→ **WHAT THIS TASK INVOLVES**: Within the data below, count every line that includes "instance" and report the total alone.

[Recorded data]
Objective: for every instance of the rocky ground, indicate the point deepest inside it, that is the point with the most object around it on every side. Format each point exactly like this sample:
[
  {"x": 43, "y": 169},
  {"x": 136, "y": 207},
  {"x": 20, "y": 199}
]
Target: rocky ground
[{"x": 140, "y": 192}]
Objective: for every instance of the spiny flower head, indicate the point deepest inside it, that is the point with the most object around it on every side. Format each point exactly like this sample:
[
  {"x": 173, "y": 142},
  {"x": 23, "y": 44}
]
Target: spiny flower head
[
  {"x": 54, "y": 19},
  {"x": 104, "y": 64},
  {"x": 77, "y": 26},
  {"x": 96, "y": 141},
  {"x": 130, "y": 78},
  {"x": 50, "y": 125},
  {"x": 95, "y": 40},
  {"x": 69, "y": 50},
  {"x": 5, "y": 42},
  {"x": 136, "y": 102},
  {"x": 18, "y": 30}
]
==
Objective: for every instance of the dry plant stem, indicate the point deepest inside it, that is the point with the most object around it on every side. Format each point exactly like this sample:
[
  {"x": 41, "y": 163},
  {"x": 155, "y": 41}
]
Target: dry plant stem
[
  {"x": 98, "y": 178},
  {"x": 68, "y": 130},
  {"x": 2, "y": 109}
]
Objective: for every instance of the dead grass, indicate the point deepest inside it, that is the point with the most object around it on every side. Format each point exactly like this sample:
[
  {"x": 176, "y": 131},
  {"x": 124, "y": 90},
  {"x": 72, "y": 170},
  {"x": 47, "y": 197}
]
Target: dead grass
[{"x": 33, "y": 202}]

→ **TASK RESULT**: 4